─── MATERIAL TO PROCESS

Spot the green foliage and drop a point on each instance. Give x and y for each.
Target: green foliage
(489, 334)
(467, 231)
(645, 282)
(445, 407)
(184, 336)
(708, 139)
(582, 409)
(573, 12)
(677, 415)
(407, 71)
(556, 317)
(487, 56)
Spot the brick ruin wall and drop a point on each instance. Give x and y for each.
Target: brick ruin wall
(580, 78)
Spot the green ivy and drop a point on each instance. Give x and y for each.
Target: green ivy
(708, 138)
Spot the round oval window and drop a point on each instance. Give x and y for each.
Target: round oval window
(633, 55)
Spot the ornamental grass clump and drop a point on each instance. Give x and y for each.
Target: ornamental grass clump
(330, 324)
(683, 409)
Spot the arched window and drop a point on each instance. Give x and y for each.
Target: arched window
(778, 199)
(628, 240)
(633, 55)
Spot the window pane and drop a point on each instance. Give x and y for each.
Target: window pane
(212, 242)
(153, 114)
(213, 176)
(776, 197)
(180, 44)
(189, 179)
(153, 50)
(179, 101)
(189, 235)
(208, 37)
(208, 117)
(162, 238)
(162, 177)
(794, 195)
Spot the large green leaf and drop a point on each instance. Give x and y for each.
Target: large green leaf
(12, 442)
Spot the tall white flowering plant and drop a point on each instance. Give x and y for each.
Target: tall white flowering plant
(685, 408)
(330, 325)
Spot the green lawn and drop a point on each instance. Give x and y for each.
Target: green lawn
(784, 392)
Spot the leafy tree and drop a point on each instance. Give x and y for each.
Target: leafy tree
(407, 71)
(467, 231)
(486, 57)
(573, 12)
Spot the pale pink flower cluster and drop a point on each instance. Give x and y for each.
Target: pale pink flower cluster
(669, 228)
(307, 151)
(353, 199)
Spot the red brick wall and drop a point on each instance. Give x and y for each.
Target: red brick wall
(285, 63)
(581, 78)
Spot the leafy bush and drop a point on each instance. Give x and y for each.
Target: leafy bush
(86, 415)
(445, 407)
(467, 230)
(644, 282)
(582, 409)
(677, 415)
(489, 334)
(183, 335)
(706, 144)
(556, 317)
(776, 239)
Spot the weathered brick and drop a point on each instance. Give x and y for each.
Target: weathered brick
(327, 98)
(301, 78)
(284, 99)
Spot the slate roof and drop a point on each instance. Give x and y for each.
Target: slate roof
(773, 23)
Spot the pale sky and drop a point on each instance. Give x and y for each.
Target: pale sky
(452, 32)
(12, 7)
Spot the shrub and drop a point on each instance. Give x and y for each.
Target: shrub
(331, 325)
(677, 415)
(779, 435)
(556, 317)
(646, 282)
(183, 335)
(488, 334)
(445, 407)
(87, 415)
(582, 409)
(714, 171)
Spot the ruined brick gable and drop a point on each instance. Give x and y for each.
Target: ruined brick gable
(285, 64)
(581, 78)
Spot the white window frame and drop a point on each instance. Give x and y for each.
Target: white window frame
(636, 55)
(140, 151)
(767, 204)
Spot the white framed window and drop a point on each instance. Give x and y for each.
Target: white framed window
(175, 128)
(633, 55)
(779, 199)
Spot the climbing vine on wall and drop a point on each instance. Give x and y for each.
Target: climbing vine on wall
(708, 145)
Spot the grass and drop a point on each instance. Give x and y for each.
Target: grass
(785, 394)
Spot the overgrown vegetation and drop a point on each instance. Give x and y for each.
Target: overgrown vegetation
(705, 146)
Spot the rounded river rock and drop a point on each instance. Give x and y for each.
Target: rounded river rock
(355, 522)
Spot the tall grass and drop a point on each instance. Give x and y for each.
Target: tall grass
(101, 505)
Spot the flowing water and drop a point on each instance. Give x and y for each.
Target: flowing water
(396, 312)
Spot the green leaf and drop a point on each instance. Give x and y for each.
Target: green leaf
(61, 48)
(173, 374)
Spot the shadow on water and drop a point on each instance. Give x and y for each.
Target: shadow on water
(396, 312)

──────

Go through the records from the first line and copy each one exactly, ending after the line that contains "Spot the pale pink". Give nothing else.

Spot the green foliage and drop a point on each instance. Give x and y for each.
Target: green foliage
(489, 334)
(467, 231)
(645, 282)
(445, 407)
(184, 336)
(708, 139)
(582, 409)
(573, 12)
(677, 415)
(407, 71)
(556, 317)
(487, 56)
Spot the brick ruin wall and drop a point on each instance. Give x and y for each.
Target: brick ruin wall
(580, 78)
Spot the green ivy and drop a point on each instance. Give x and y for each.
Target: green ivy
(708, 138)
Spot the round oval window and drop a point on each instance. Give x and y for each.
Target: round oval window
(633, 55)
Spot the ornamental grass clump and drop a point on each instance. Give x and y for each.
Target: ornamental grass clump
(330, 324)
(683, 409)
Spot the arched window and drop a point on each instance. Give x and y for each.
Target: arched window
(778, 199)
(628, 240)
(633, 55)
Spot the window pane and drop a point on each instance. Give x and y for each.
Target: window pane
(212, 242)
(153, 114)
(213, 176)
(776, 197)
(180, 44)
(189, 179)
(153, 50)
(179, 101)
(189, 235)
(208, 37)
(208, 117)
(162, 238)
(162, 177)
(794, 195)
Spot the large green leaf and drop a point on each instance. Give x and y for each.
Target: large green leaf
(12, 442)
Spot the tall white flowering plant and drop a point on each instance. Give x and y for each.
Target: tall white flowering plant
(685, 408)
(330, 325)
Spot the green lawn and drop a point on each instance. Give x and y for each.
Target: green lawn
(784, 392)
Spot the leafy tree and drop a point on each instance. Give x and y for each.
Target: leafy tree
(407, 71)
(467, 231)
(486, 57)
(573, 12)
Spot the pale pink flower cluster and drop a point on each instance. Give x and y for each.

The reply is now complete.